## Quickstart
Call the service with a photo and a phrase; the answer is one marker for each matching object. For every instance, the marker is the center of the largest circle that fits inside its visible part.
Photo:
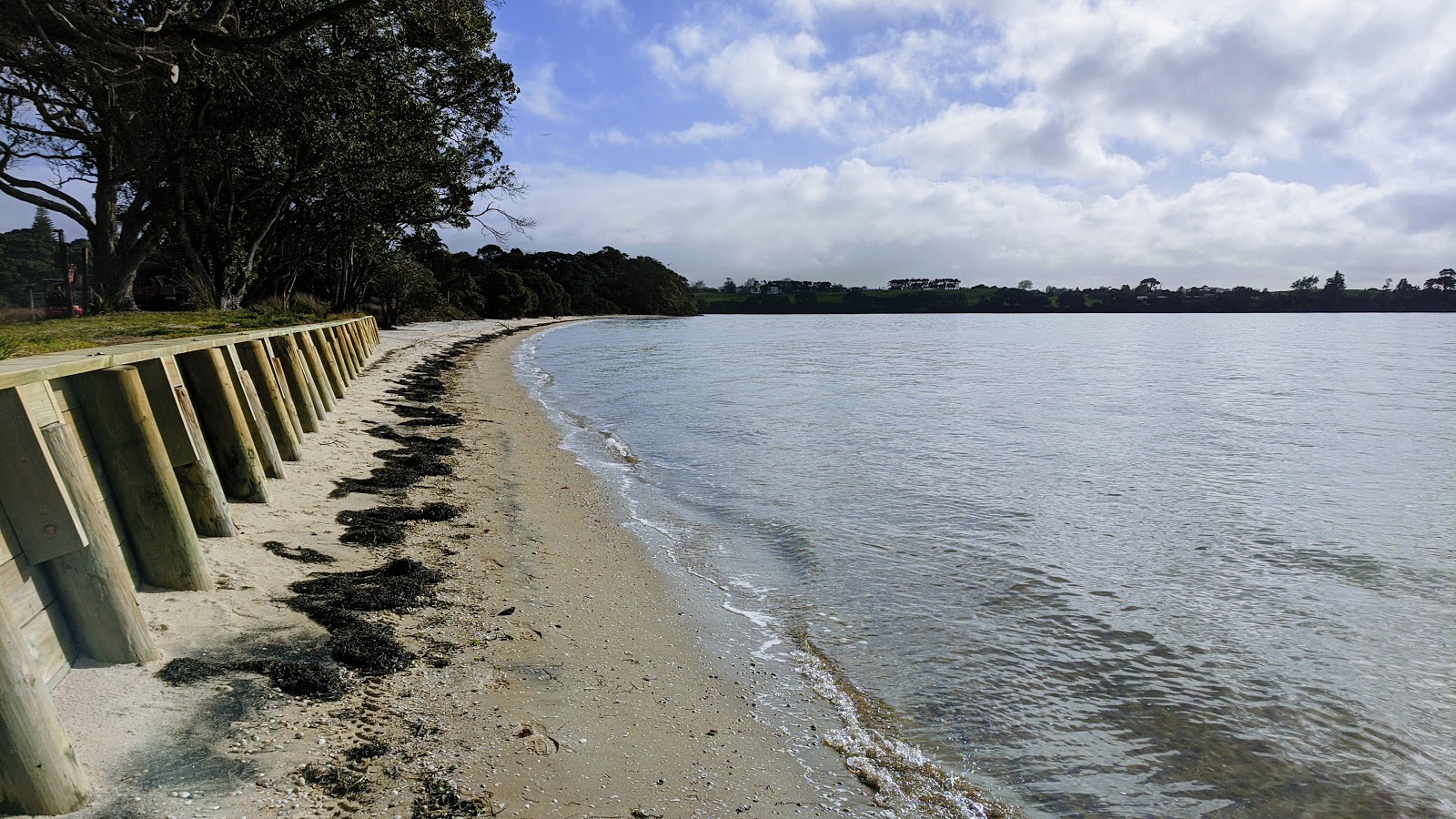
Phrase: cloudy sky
(1063, 142)
(1091, 142)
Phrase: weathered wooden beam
(38, 768)
(254, 413)
(296, 375)
(351, 334)
(44, 518)
(220, 413)
(191, 460)
(142, 480)
(258, 365)
(334, 334)
(201, 487)
(94, 583)
(318, 369)
(331, 365)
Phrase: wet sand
(558, 675)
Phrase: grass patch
(22, 337)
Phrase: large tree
(242, 131)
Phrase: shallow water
(1116, 566)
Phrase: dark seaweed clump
(302, 554)
(339, 783)
(368, 751)
(420, 457)
(337, 602)
(427, 416)
(312, 680)
(440, 799)
(385, 525)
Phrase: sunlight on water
(1123, 566)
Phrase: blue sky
(1065, 142)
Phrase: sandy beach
(539, 665)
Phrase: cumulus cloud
(699, 133)
(1023, 138)
(1062, 140)
(542, 96)
(859, 223)
(609, 11)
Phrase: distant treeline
(500, 283)
(420, 278)
(1307, 295)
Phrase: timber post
(220, 414)
(331, 365)
(191, 462)
(258, 366)
(341, 356)
(146, 489)
(320, 373)
(296, 376)
(254, 413)
(94, 583)
(38, 770)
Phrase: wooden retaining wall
(113, 464)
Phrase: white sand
(593, 698)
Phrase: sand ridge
(555, 673)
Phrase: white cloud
(1023, 138)
(542, 96)
(612, 137)
(859, 223)
(609, 11)
(699, 133)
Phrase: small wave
(906, 782)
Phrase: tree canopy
(255, 142)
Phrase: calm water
(1107, 566)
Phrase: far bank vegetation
(225, 153)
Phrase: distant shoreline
(1077, 302)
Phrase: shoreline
(557, 673)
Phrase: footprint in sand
(533, 739)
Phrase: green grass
(19, 336)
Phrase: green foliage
(257, 143)
(26, 257)
(514, 285)
(400, 285)
(24, 337)
(1439, 295)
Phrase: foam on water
(1098, 564)
(909, 784)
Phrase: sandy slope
(565, 678)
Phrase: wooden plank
(24, 591)
(165, 411)
(50, 644)
(147, 490)
(33, 369)
(254, 414)
(31, 493)
(36, 763)
(92, 584)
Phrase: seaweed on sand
(385, 525)
(300, 678)
(337, 602)
(419, 457)
(302, 554)
(440, 799)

EXERCISE INSTRUCTIONS: A word-for-word repetition of the data above, without pictures, is the expected answer.

RESPONSE TO THIS TASK:
## Quickstart
Call the service with a photo and a phrase; the answer is one marker for each matching object. For every instance, the marker is the center of the largest circle that fits inside its visible part.
Photo:
Phrase: cloudy sky
(1063, 142)
(1091, 142)
Phrase: weathered wooden beam
(38, 768)
(254, 413)
(296, 375)
(351, 334)
(44, 518)
(220, 413)
(191, 460)
(142, 480)
(258, 365)
(334, 334)
(201, 487)
(94, 583)
(318, 369)
(331, 365)
Phrase: wet sand
(558, 675)
Phrase: grass patch
(22, 337)
Phrase: large tree
(242, 131)
Phrase: shallow water
(1116, 566)
Phrase: dark seaweed clump
(302, 554)
(339, 783)
(368, 751)
(420, 457)
(337, 602)
(427, 416)
(312, 680)
(440, 799)
(385, 525)
Phrase: sunlight on water
(1123, 566)
Phrase: blue sky
(1065, 142)
Phrase: sandy beach
(539, 665)
Phrase: cumulus cloud
(699, 133)
(1023, 138)
(1062, 140)
(542, 96)
(859, 223)
(609, 11)
Phrase: distant treeline
(500, 283)
(420, 278)
(1307, 295)
Phrase: timber post
(220, 414)
(331, 365)
(191, 462)
(258, 366)
(341, 356)
(146, 489)
(320, 373)
(296, 376)
(254, 413)
(94, 583)
(38, 770)
Phrase: wooden retaining wall
(113, 464)
Phrase: white sand
(593, 698)
Phrase: sand ridge
(555, 673)
Phrase: white cloud
(1023, 138)
(542, 96)
(612, 137)
(859, 223)
(609, 11)
(699, 133)
Phrase: small wave
(906, 782)
Phrase: tree canopy
(255, 142)
Phrase: calm water
(1107, 566)
Phrase: far bank vegetation
(225, 153)
Phrase: distant shoreline
(1077, 302)
Phrase: shoreline
(557, 673)
Phrase: footprint in sand
(533, 739)
Phrase: green grass
(19, 336)
Phrase: green foliage
(257, 143)
(26, 257)
(514, 285)
(400, 285)
(24, 337)
(1439, 295)
Phrase: foam on water
(1098, 564)
(909, 784)
Phrase: sandy slope
(565, 678)
Phrase: wooden plank
(24, 591)
(165, 411)
(50, 644)
(147, 490)
(33, 369)
(254, 414)
(31, 493)
(36, 763)
(92, 584)
Phrase: seaweed on sand
(385, 525)
(300, 678)
(337, 602)
(419, 457)
(302, 554)
(440, 799)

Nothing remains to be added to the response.